--- DOCUMENT SECTION ---

2.6 The ld. Commissioner has observed that the Panchanama dated 6.12.2013 states that the goods were detained for further investigation under the provisions of the Customs Act. Further, as show-cause notice with respect to Red Sanders seized on 13.7.2013 was issued within six months. The DRI believe that the high value of goods/assets found during the search at residence of the appellant, there is reasonable belief to be liable for confiscation and detained rightly for further investigation. Further, it appears from the Panchanama dated 6.12.2013 that had the appellant or any of his relatives have provided any legal admissible proof for purchase or procurement of the said goods, the DRI may not have detained the seized goods for further investigation and accordingly held the detention to be justified, legal and tenable. It was further observed that the appellant have provided several documents (invoices etc.) on 2.6.2014 to the DRI authorities, which needs to be verified and the same cannot be completed within 2-3 days and hence, there is need for extension of time for issue of notice. Further it is observed that there would have been no reason and the appellant and/or the relatives did not submit the invoices etc. at an earlier dated in order to facilitate the completion of investigation in time bound manner. The ld. Commissioner has further observed that the statement of the appellant was recorded on 26.5.2014 by the DRI, wherein he was asked to explain sources of the cash deposit, for which the noticee had sought time to provide the details. Thus, there is no force in the allegation of the appellant that the department has not utilized stipulated time for completion of investigation with regard to the detained goods.
2.7 As regards the stand of the appellant that the details have been provided much earlier in Feb/March, 2014, the ld. Commissioner found with reference to sale invoice for four wrist watches and invoices of the two cars along with two separate payments schedule by HDFC Bank, no other document was submitted by the appellant. Further, no document was submitted with respect to the jewelry found and detained. Thus, the appellant again requested the department to accept the licit ownership of the goods and jewelry, in absence of any document to the contrary in support of the said case.
2.8 As regards the allegation of colourable exercise of power based on the facts that further investigation were taken up prior to extension of time for show-cause notice in question, the ld. Commissioner observed that the show-cause notice clearly states that notice in respect of the detained goods was almost ready and as the appellant have submitted large number of documents, time is required for going through the same. It was further observed that it is not clear why the appellant have not submitted the documents, which are now submitted at the earlier stage of the investigation.
2.9 As regards the issue raised that the DRI failed to include detained goods in the show-cause notice dated 13.01.2014, it was observed that the search was conducted on 6.12.2013 about a month earlier from the date of issue of the show-cause notice and further appellant was arrested on 7.12.2013 in the alleged acts of the smuggling of Red Sanders and was in the judicial custody till 20.2.2014, thus, there is reasonable reason for not including the detained/seized goods vide Panchanama dated 6.12.2013 in the show-cause notice dated 13.01.2014, as the investigation was pending and proposal to confiscate the same without affording an opportunity to the assessee to produce evidence in support of his legitimate claim, as that would have been allegation of violation of principles of natural justice. Accordingly, it was further held that further investigation into the seized assets needs to be methodically conducted and further inquiry was made to verify the claims made by the appellant, so as to reach the logical conclusion in the matter and accordingly, it was ordered that the time limit to issue of show-cause notice with respect to detained goods vide Panchanama dated 6.12.2013 is extended for period of six months, under Section 110(2) of the Customs Act.

--- SUPPLIED MATERIAL ---

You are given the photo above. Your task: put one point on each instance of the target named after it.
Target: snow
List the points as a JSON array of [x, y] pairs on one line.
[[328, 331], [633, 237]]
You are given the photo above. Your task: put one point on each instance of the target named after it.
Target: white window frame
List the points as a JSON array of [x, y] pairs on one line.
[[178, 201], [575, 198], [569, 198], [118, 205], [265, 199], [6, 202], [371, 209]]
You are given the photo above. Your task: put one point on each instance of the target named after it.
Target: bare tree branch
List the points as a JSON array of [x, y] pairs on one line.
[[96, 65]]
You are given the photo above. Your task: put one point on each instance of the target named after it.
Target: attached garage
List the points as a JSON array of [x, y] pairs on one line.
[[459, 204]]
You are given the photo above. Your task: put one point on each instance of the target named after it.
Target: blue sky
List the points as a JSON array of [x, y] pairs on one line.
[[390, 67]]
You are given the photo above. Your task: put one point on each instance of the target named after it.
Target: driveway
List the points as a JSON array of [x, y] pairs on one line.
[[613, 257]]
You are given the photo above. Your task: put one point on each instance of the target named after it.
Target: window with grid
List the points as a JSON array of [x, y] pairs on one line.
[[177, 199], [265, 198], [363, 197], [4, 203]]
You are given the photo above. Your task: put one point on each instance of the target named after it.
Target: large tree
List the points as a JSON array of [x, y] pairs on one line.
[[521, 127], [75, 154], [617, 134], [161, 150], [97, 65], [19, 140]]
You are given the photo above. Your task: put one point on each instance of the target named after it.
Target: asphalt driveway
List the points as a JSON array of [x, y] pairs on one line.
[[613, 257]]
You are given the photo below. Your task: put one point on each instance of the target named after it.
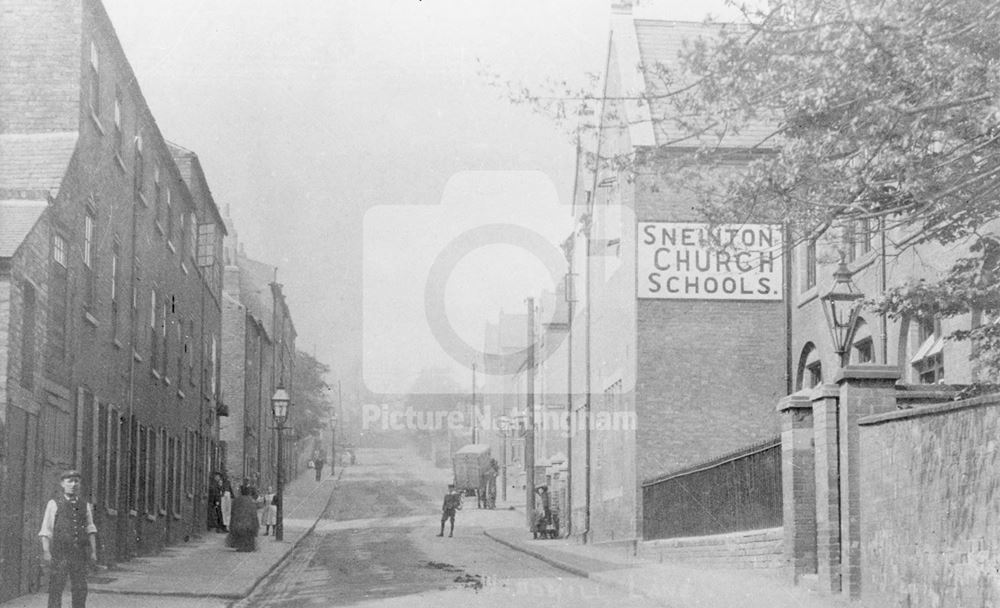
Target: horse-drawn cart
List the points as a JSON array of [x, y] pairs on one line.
[[473, 471]]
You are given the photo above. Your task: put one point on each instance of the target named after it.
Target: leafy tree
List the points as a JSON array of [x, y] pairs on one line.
[[311, 399], [868, 110]]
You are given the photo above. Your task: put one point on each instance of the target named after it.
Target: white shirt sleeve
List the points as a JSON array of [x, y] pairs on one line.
[[48, 519]]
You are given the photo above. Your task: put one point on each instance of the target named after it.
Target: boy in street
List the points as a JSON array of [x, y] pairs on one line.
[[452, 502], [69, 541]]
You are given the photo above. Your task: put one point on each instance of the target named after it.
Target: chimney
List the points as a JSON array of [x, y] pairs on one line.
[[623, 7]]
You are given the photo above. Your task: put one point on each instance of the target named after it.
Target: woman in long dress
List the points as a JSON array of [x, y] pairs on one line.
[[270, 510], [244, 527]]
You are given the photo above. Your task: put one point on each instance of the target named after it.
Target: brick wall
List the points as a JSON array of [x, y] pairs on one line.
[[757, 549], [40, 56], [930, 525]]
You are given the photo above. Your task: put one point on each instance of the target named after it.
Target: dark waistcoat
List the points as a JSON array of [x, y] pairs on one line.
[[69, 532]]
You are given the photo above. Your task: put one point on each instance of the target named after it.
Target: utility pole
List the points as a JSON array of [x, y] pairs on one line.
[[529, 437], [570, 295], [472, 421]]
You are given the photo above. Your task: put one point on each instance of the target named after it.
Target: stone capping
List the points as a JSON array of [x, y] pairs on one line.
[[888, 373], [932, 410], [825, 391], [795, 401]]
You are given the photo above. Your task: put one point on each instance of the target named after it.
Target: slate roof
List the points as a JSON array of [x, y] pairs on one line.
[[661, 42], [17, 217], [35, 162]]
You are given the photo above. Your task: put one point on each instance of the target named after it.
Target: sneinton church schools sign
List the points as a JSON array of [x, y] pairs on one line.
[[690, 261]]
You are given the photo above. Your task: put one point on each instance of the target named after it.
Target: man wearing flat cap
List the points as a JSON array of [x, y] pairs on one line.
[[69, 541]]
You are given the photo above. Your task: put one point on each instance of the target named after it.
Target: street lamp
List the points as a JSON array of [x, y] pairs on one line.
[[333, 446], [279, 406], [841, 305]]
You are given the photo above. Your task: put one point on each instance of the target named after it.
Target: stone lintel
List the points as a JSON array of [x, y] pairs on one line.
[[795, 401], [877, 373]]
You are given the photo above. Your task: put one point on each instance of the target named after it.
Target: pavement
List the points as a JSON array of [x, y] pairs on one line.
[[206, 569], [673, 584]]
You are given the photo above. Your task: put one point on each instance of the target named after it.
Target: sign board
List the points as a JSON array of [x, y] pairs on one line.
[[690, 261]]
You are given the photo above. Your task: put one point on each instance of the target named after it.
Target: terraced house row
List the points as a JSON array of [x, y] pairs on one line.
[[111, 291]]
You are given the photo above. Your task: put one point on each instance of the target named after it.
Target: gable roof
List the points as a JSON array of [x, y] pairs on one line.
[[17, 218], [35, 162]]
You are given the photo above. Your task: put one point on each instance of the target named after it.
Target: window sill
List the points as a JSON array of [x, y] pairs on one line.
[[97, 123]]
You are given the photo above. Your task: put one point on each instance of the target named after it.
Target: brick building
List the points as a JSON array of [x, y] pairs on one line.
[[679, 370], [259, 353], [110, 270]]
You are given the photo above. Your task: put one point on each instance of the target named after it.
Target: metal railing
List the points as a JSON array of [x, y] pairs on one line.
[[736, 492]]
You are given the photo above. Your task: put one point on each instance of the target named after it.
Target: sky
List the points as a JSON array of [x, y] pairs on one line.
[[352, 141]]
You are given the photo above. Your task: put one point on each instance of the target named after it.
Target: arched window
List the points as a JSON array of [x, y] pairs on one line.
[[810, 372], [928, 360], [863, 347]]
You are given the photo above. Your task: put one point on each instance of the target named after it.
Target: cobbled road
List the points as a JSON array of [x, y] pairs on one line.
[[377, 545]]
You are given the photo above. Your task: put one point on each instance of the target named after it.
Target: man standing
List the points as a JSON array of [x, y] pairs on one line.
[[318, 462], [69, 541], [452, 502]]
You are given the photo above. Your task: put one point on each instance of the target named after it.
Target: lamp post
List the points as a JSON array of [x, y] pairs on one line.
[[333, 443], [279, 406], [841, 305]]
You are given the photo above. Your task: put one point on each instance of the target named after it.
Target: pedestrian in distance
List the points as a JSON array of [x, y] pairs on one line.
[[270, 518], [243, 524], [318, 463], [69, 541], [452, 503]]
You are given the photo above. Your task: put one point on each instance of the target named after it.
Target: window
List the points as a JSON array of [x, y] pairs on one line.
[[170, 217], [55, 344], [193, 237], [163, 474], [928, 361], [163, 335], [157, 195], [112, 461], [28, 310], [115, 278], [863, 348], [94, 88], [181, 350], [139, 174], [130, 439], [89, 256], [810, 261], [151, 471], [118, 135], [154, 346], [810, 371]]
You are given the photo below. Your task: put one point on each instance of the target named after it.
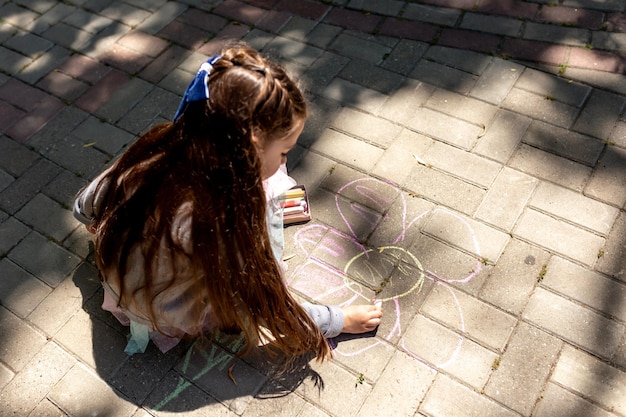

---

— DO THIS —
Copy the customs ruling word for word, starting with "2.8 As regards" and going on through "of the investigation.". The lines that come after the customs ruling are separate material.

— WORKED SOLUTION —
2.8 As regards the allegation of colourable exercise of power based on the facts that further investigation were taken up prior to extension of time for show-cause notice in question, the ld. Commissioner observed that the show-cause notice clearly states that notice in respect of the detained goods was almost ready and as the appellant have submitted large number of documents, time is required for going through the same. It was further observed that it is not clear why the appellant have not submitted the documents, which are now submitted at the earlier stage of the investigation.